▶ **WHAT THIS TASK INVOLVES**: Condense the paragraph beginning "Because the flute is probably" in the article below on flutes in philosophy into a short bulleted list of its main facts.

▶ **TEXT PASSAGE**:
Your complimentary articles
You’ve read one of your four complimentary articles for this month.
You can read four articles free per month. To have complete access to the thousands of philosophy articles on this site, please
Instrumental In Iraq
Seán Moran blows the whistle on Plato’s flautophobia.
My photograph shows a flute-maker demonstrating his wares on a street in Iraq. Formerly known as Mesopotamia, Iraq has a rich cultural history. In fact, the first written language was most likely a Mesopotamian tongue, Sumerian. And it is in a Sumerian text that we encounter the earliest written mention of a flute. But the instrument was not invented by this ancient Middle Eastern civilisation. The oldest known flutes were found in Europe: in Slovenia and Germany. Remarkably, they seem to have been made by Neanderthals, perhaps 50,000 years ago or more. Of course, things have moved on since then, and modern flute-players tend to be sophisticated individuals, not cavemen. (Drummers are a different case.)
Arthur ‘Grim’ Schopenhauer
Because the flute is probably humanity’s oldest musical instrument, it is no surprise that it pipes up in philosophy now and then. For example, the gloomy Nineteenth Century German philosopher Arthur Schopenhauer played his flute every evening after dinner – leading his fellow-countryman Friedrich Nietzsche to conclude that Schopenhauer was not really the pessimist everyone thought he was. Schopenhauer owned flute transcriptions of all of Rossini’s operas, so we can imagine the old miserabilist enthusiastically tootling his way through the William Tell Overture or Figaro’s opening aria from The Barber of Seville. William Hendel asks, perhaps unfairly, about Schopenhauer: “Are those august ivory sideburns not suddenly and irredeemably ridiculous when seen astride a flute?”
Earlier in philosophical history, Sextus Empiricus describes how Pythagoras deployed a flautist to calm down some drunken young men:
“Pythagoras, when he once observed how youths who had been filled with Bacchic frenzy by alcoholic drink differed not at all from madmen, exhorted the flute-player, who was joining them in the carousal, to play… When he thus did what was ordered, they suddenly changed and became as temperate as if they had been sober.”
This theme of flutes having psychoactive effects on the hearer has a lengthy provenance. In ancient Hindu writings we read the story of Lord Krishna using his flute not to calm down, but to intoxicate, cowgirls, near the sacred river Yamuna. His divine melodies hypnotised them into falling in love with him. And in Plato’s Symposium, a drunken politician, Alcibiades, accuses Socrates of being a flute-player who can bewitch men with his tongue (without even needing a flute, he adds).
Flute-players arise throughout Plato’s dialogues, although he wishes they wouldn’t, as he firmly disapproves of flutes and those who play them. What’s more, he would banish them from the ideal city-state he describes in the Republic. So it is a little surprising that a female flautist ultimately makes a significant appearance in Plato’s own life. I will come to this heart-warming tableau later.

▶ **RECORDED DATA**:
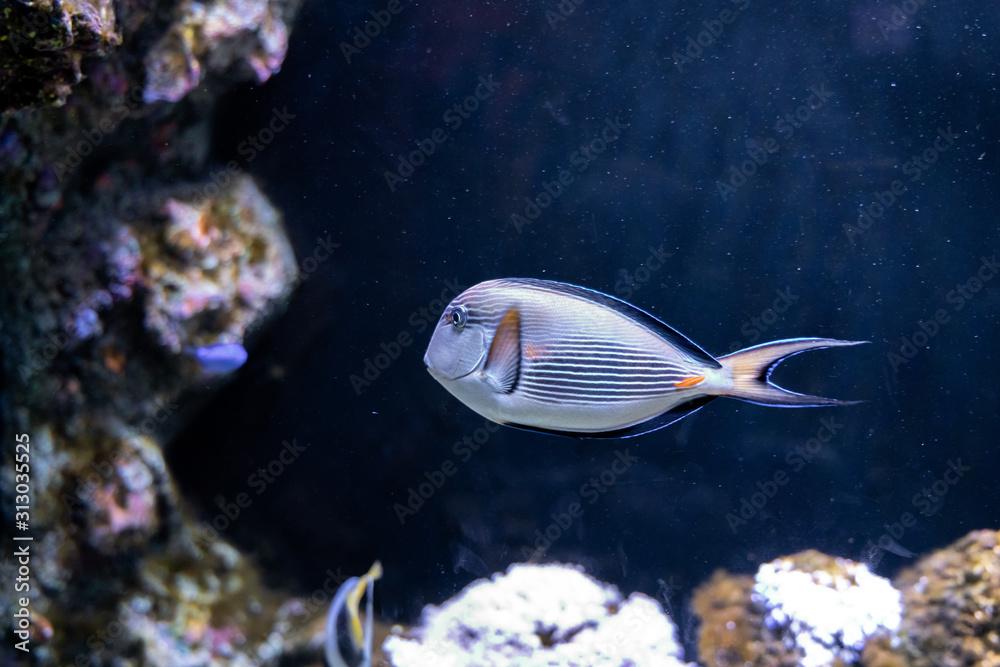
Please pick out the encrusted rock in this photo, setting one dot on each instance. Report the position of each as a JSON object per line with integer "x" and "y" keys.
{"x": 808, "y": 609}
{"x": 42, "y": 44}
{"x": 952, "y": 605}
{"x": 208, "y": 37}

▶ **SOLUTION TO THE PROBLEM**:
- The flute is probably humanity's oldest musical instrument, so it appears in philosophy from time to time.
- Arthur Schopenhauer, the gloomy nineteenth-century German philosopher, played his flute every evening after dinner.
- This led Friedrich Nietzsche to conclude that Schopenhauer was not really the pessimist everyone thought he was.
- Schopenhauer owned flute transcriptions of all of Rossini's operas.
- William Hendel asks whether Schopenhauer's "august ivory sideburns" become ridiculous when seen with a flute.